■ DIRECTIVE A: Locate every line of the entries that contains the word "orange" and copy each of those lines.

Happy New Year, everyone!
Can you believe this decade, the 20s, is halfway over? It’s also hard to believe that both of my kids are no longer little babies anymore. In fact, Kid 2.0 will turn 10 later this year, meaning both kids are inching closer and closer to becoming teenagers!
Geesh! Please slow down!
Compared to 2024, I didn’t travel nearly as much for business or pleasure. In early 2025, we spent three weeks in Taiwan to attend my nephew’s wedding and celebrated Chinese New Year with extended family members. It was a fun experience for both kids to experience CNY in Asia. For work, I had the opportunity to check out Mobile World Congress in Barcelona for the first time in my career. It was an eye-opening experience, since over 109,000 people attended the show. In October, we spent over five weeks in Denmark and stopped in Iceland for four nights on the way back home.
In case you’re wondering, I had the opportunity to visit the following countries and cities throughout 2025.
- Taiwan: Taipei, Yilan, Taoyuan, Taichung, Kaohsiung
- Japan: Tokyo, Osaka, Nagano, Nagoa, Kobe
- Denmark – Copenhagen, Ribe
- Spain: Barcelona
- Germany: Munich, Nuremberg
- USA: San Francisco, San Jose
(Notre to Bob – seems like a fair bit of travelling to me!!)
Throughout 2025, I put a lot of focus on health, personal well-being, and personal fitness. Thanks to signing up for the local recreational annual family pass, I was able to go to gyms, attend fitness classes, and go to pools regularly to take full advantage of the annual pass. Multiple times in 2025, I went to the gym more than 15 times a month (I usually spent an hour to an hour and a half each gym session). I also joined three curling teams and spared on a few other teams, slowly improving my curling techniques and abilities. Curling is something I plan to continue doing.
What I was most proud of was how I looked in the mirror. I reduced my body weight from just over 77 kg or 170 lbs in early January to about 73 kg or 161 lb. When I looked at the body fat percentage, thanks to our Renpho Smartscale, I went from 17.7% body fat at the beginning of the year down to 15.5%! It’s cool to start seeing a 6-pack in my midsection.
One thing I wish I could improve is increasing the number of steps each day. On average, I did over 11,700 steps per day. It would be nice to raise this stat in 2026.
We reached many key personal finance milestones in 2025. Both our liquid net worth (i.e. cash plus investment portfolio) and total net worth reached an all time high. We ended the year receiving over $64,000 in dividend income. Although it was not quite enough to cover our total annual expenses, our dividend income covered more than 100% of our necessities spending. Hopefully in the near future our dividend income could cover 100% of our total expenses.

[Excerpts from point annotation data]
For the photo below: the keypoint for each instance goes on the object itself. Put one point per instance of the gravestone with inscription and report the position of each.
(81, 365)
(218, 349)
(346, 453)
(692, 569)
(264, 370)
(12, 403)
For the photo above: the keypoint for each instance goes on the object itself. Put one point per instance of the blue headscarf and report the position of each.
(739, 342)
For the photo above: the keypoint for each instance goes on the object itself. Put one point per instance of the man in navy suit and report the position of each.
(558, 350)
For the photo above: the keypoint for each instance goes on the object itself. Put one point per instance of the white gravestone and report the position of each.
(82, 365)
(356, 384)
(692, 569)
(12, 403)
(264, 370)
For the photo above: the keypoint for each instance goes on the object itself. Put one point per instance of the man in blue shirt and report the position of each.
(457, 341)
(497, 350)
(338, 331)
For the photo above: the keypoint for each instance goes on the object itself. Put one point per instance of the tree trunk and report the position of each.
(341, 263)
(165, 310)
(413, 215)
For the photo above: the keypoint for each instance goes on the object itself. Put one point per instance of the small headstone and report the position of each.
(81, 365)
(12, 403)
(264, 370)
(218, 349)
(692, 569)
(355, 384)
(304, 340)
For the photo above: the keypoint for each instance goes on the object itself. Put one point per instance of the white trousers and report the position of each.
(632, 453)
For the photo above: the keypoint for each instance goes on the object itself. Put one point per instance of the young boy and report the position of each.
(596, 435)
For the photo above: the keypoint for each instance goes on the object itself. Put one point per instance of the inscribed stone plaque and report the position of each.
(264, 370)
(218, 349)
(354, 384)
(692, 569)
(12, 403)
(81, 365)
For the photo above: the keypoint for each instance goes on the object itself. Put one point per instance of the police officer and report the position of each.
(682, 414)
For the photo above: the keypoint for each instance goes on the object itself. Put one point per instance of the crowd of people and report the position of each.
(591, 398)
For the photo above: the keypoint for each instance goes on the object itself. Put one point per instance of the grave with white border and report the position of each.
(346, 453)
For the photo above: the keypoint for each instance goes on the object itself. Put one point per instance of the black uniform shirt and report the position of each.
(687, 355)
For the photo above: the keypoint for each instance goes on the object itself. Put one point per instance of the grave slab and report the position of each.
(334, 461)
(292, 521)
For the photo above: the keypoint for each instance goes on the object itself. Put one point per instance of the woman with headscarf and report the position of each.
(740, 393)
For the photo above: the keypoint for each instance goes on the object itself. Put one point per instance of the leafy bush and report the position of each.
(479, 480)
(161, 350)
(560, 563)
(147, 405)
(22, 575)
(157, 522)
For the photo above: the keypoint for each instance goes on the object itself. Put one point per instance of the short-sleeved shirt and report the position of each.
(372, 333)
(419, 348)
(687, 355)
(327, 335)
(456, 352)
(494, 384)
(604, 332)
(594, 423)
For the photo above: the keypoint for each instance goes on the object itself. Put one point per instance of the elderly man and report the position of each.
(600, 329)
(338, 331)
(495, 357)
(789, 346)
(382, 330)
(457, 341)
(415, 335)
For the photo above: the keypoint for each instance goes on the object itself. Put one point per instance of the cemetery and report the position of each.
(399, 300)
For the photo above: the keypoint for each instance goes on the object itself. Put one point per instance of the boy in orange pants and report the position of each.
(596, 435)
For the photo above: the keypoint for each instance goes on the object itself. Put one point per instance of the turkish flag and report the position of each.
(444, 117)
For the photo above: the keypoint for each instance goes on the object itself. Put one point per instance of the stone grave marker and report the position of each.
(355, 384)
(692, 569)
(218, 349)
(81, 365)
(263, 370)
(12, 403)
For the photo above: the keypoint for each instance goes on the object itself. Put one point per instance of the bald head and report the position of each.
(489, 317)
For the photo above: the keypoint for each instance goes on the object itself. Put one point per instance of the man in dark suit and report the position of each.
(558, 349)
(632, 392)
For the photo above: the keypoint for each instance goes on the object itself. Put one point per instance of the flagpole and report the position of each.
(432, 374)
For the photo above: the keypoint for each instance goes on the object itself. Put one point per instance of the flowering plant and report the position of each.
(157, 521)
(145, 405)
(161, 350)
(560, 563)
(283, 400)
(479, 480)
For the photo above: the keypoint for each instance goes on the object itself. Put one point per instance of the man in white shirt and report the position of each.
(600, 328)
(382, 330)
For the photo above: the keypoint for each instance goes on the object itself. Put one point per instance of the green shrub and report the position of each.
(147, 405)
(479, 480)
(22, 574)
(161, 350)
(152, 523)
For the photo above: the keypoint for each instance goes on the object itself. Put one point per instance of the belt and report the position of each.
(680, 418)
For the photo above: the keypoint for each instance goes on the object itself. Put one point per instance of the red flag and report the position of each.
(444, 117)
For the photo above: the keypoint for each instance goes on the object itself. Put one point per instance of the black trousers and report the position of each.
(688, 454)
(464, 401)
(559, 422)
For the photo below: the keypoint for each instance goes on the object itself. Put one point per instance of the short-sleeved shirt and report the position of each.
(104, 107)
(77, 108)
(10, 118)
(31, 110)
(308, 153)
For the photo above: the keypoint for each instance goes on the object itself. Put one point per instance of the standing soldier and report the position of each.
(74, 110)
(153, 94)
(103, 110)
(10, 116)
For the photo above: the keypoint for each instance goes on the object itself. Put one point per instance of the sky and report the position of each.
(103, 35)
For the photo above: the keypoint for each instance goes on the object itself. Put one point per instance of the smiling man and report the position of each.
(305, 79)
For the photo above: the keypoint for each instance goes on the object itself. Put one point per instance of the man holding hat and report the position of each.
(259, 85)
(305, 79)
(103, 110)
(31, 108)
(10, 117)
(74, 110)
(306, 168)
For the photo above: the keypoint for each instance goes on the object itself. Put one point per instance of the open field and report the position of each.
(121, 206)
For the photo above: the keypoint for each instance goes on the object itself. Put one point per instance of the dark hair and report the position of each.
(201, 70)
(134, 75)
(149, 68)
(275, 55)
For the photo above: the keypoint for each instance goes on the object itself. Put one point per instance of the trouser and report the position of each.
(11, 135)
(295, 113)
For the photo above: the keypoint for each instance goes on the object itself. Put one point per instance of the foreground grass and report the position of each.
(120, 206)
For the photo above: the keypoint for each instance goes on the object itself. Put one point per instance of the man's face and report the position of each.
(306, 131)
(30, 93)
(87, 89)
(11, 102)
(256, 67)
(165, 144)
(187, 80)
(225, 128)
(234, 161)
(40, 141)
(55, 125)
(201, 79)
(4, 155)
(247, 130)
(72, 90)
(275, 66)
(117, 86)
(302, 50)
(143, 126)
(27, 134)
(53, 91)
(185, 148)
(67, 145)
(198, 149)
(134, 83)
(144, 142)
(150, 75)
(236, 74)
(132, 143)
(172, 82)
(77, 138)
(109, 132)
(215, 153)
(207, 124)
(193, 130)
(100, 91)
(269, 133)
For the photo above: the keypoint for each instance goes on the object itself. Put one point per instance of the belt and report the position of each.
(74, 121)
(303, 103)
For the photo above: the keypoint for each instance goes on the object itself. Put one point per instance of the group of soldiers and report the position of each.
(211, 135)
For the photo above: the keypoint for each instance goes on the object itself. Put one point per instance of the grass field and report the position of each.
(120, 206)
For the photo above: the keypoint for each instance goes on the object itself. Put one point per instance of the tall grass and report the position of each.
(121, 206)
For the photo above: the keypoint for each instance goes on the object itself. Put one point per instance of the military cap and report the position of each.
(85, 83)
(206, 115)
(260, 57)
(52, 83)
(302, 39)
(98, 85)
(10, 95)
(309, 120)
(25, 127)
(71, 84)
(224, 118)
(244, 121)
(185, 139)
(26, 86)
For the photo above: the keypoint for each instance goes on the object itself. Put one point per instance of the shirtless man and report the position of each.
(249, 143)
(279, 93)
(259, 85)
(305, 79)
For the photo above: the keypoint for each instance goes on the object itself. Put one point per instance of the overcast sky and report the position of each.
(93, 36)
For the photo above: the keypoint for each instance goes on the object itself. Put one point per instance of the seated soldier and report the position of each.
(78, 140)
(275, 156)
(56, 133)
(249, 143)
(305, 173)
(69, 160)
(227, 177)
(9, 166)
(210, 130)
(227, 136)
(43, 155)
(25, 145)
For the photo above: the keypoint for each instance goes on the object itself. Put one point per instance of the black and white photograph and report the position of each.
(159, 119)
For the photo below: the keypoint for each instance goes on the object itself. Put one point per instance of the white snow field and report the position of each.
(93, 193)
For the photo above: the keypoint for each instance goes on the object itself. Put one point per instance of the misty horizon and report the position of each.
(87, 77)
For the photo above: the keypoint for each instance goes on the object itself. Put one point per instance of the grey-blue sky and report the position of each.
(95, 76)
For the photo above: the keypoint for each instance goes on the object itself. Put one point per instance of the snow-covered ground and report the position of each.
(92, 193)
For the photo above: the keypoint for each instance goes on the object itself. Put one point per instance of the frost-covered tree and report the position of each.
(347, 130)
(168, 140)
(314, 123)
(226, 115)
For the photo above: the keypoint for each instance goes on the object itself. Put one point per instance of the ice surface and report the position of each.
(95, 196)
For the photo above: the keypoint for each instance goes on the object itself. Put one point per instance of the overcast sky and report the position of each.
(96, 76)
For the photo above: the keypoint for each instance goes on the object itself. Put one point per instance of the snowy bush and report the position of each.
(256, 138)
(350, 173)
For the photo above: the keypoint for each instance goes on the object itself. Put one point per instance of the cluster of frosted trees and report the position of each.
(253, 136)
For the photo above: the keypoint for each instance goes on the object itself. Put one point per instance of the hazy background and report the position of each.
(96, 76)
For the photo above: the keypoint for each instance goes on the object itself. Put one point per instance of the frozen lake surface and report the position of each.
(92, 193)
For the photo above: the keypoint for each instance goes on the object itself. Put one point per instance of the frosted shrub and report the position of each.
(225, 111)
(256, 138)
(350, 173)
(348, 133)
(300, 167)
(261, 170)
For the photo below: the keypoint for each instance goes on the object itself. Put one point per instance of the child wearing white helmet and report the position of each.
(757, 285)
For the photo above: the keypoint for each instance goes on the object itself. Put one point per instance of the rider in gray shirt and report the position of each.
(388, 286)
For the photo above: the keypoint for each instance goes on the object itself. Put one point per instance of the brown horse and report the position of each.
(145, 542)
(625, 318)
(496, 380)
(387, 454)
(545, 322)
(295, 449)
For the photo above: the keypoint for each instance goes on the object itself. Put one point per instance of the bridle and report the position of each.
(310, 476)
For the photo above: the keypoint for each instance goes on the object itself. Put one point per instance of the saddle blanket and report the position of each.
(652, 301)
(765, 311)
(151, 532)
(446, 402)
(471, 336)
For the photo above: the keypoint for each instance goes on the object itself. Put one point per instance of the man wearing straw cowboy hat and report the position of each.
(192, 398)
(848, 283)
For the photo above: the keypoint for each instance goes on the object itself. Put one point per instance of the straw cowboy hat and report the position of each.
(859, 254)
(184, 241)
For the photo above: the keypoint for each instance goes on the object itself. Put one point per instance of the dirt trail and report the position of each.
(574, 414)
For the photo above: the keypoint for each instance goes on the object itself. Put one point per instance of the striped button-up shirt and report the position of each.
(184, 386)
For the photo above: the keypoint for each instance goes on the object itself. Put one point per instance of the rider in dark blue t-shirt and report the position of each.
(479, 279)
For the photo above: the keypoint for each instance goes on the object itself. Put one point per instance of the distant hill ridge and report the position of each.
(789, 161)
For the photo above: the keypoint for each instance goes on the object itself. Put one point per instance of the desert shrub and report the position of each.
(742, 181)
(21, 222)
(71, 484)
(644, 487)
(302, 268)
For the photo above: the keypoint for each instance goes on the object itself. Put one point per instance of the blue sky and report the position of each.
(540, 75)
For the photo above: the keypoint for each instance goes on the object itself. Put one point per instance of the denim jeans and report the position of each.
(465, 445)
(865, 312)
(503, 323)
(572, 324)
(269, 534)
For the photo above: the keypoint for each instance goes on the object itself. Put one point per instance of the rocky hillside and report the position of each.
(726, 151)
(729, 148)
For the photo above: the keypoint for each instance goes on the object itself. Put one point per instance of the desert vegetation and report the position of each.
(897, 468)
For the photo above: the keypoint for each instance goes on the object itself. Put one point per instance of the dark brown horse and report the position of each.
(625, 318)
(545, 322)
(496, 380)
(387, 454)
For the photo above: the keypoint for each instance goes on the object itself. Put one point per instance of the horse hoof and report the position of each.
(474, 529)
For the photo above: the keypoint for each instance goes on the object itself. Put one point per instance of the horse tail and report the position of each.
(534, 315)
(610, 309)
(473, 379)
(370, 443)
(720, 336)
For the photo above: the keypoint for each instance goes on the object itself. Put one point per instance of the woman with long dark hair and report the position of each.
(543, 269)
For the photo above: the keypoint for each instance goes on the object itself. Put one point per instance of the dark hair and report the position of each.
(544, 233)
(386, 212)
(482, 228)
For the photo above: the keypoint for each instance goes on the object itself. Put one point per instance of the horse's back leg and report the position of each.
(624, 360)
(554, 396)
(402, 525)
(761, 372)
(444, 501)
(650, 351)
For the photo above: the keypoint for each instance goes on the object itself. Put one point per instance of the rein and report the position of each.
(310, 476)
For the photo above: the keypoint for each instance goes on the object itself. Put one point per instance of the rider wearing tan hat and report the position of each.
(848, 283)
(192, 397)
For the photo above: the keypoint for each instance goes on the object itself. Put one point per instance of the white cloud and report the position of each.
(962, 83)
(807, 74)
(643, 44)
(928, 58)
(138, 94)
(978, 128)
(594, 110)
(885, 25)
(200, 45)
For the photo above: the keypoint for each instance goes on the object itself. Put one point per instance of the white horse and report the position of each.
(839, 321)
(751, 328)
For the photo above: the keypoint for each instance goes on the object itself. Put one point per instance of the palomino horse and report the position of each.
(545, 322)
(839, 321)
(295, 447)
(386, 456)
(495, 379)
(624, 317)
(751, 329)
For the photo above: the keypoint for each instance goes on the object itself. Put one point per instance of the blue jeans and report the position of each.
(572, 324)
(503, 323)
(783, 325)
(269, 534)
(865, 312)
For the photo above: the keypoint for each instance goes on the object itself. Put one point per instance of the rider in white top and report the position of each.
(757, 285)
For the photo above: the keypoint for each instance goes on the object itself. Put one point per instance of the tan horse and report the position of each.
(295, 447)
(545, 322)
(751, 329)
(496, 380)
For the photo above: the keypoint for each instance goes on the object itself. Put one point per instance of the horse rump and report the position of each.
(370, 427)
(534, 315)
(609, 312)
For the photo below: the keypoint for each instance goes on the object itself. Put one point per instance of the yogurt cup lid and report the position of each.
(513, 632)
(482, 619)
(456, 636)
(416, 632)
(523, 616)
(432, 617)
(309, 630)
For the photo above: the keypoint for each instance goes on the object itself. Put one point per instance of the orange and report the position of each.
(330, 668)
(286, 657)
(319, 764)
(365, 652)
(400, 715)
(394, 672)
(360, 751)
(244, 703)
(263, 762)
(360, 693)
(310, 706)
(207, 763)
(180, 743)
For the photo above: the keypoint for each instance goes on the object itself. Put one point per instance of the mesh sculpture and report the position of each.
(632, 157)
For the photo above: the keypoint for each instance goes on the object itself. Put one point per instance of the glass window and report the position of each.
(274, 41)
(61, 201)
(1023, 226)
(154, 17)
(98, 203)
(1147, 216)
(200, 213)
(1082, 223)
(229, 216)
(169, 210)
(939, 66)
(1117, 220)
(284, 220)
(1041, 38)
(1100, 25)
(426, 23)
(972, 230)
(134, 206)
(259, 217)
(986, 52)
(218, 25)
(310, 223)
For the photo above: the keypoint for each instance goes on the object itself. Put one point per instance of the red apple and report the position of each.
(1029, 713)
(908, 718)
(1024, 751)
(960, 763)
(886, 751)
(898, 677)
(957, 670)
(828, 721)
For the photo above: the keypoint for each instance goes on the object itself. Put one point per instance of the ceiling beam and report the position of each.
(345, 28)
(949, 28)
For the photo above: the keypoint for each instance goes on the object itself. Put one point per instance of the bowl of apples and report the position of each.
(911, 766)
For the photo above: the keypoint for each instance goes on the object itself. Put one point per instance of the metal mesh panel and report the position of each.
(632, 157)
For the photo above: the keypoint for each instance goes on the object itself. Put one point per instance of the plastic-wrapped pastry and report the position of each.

■ DIRECTIVE B: According to the year-in-review post, why was the trip to Mobile World Congress in Barcelona an eye-opening experience?

■ FULL ANSWER A:
For the photo above: the keypoint for each instance goes on the object itself. Put one point per instance of the boy in orange pants and report the position of each.
For the photo above: the keypoint for each instance goes on the object itself. Put one point per instance of the orange and report the position of each.

■ FULL ANSWER B: It was eye-opening because more than 109,000 people attended the show. The post also notes it was the first time in the writer's career visiting that event.